Instructions for the task → From the article on the Raleigh rapper detained in El Salvador, copy word for word the passage starting with "The 28-year-old is" and going on through "his hometown pride.".

Provided passage →
Raleigh rapper visited family in El Salvador. His music landed him in prison there.

Sporting a tie-dye T-shirt and round sunglasses, Nelson Hernández raps in a music video against the backdrop of graffiti at the Free Expression Tunnel on N.C. State University’s campus.

The 28-year-old is visibly confident, rapping improvisationally in Spanish over a catchy beat, his lyrical content typical of hip-hop: the supremacy of his rhyming skills over others, smoking weed, his hometown pride.

In the video for the song “Freestyle,” he mentions where he grew up: Nahuizalco in my veins. In my heart, Barrio El Calvario is where I’m from.

Under the moniker “N-Real,” Hernández, who migrated from El Salvador to Raleigh more than a decade ago, makes it a point to stand out as a Latino rapper in the music video from March 2022.

The English sentences sprinkled throughout his freestyle rap show off his bicultural identity.

Late last year, the Cary High School alumnus visited Nahuizalco, about 43 miles west of the Salvadoran capital of San Salvador.

He was there to see his family and girlfriend, Wendy Morán, to whom he’d recently proposed.

On Jan. 10, during the last week of his trip, Salvadoran police detained Hernández while he was walking in a park with Morán.

“The police got out of their vehicle as if they had been searching for him,” his 20-year-old fiancée recalled. “We were on our way to get dinner.”

To the police, Hernández fit the profile of a gang member.

They said they didn’t recognize him and hadn’t seen him regularly in that area. Further investigation by police revealed he recorded what they considered to be suspicious rap music in the United States, according to an arrest report in Spanish reviewed by The News & Observer.

Hernández’s mention of Barrio El Calvario – a formerly gang-controlled neighborhood in El Salvador – in his “Freestyle” video was part of the state’s alleged evidence of his gang ties.

Hernández, though, was a small-time independent rapper with a day job refinishing floors in Raleigh. But now, his home country’s government has accused him of being a hardened criminal and violent gangster.

Point-based annotation data

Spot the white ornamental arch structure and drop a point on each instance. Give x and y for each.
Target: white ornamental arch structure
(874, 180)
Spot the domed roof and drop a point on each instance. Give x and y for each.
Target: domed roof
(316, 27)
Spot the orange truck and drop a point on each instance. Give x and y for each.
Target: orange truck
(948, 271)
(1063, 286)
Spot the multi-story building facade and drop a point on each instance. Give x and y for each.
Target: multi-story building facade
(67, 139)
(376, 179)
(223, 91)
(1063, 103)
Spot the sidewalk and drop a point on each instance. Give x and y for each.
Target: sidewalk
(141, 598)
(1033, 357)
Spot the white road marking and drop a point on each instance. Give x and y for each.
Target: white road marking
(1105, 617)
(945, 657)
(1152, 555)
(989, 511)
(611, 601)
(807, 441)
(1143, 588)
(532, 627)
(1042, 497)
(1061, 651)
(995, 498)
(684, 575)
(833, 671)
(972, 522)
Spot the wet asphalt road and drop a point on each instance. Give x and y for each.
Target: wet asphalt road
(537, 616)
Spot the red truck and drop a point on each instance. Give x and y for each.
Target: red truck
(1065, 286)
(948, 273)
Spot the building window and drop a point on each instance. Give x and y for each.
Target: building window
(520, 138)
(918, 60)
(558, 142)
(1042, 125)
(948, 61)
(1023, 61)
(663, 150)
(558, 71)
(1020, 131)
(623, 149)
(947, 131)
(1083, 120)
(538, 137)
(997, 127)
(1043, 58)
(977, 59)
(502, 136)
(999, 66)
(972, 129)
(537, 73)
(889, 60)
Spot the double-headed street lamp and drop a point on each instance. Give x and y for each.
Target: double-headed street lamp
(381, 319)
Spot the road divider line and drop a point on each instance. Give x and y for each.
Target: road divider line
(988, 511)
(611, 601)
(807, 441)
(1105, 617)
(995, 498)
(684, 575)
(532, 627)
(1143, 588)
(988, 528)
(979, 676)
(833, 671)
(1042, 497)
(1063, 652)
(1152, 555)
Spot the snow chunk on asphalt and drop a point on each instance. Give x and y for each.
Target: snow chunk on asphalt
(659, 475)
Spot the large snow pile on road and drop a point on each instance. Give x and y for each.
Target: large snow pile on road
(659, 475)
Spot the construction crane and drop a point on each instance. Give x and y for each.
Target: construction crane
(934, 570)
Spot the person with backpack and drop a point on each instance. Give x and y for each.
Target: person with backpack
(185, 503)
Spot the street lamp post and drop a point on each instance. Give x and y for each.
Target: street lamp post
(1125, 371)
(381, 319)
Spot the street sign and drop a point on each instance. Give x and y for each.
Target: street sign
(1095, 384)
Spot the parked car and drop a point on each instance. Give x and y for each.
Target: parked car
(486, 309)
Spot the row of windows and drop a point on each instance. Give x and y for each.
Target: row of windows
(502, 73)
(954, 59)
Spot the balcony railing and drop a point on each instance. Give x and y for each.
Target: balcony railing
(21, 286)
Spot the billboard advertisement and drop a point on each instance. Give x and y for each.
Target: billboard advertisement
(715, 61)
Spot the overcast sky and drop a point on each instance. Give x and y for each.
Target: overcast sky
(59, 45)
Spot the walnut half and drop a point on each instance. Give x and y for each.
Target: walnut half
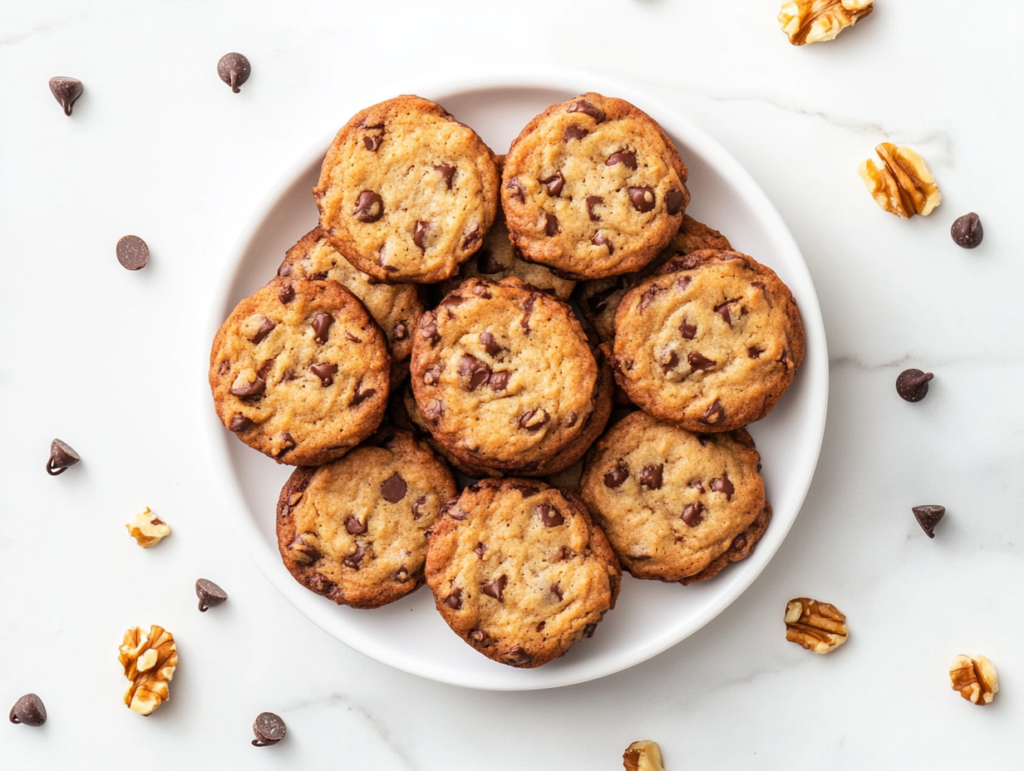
(816, 626)
(818, 20)
(903, 185)
(148, 659)
(975, 679)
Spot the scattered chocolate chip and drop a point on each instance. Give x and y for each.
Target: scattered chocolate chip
(615, 476)
(321, 324)
(369, 207)
(642, 199)
(29, 710)
(269, 729)
(928, 517)
(393, 488)
(132, 252)
(967, 230)
(62, 457)
(911, 385)
(67, 91)
(693, 514)
(496, 588)
(650, 476)
(235, 70)
(210, 595)
(625, 157)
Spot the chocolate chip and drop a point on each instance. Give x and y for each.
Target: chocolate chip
(132, 252)
(369, 207)
(67, 91)
(269, 729)
(587, 109)
(420, 232)
(615, 476)
(325, 372)
(642, 199)
(693, 514)
(928, 517)
(967, 230)
(626, 157)
(496, 588)
(393, 488)
(911, 385)
(650, 476)
(61, 458)
(722, 484)
(210, 595)
(554, 184)
(235, 70)
(321, 324)
(29, 710)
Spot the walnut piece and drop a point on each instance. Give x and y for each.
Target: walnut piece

Written response →
The 28-year-old is visibly confident, rapping improvisationally in Spanish over a catchy beat, his lyrical content typical of hip-hop: the supremacy of his rhyming skills over others, smoking weed, his hometown pride.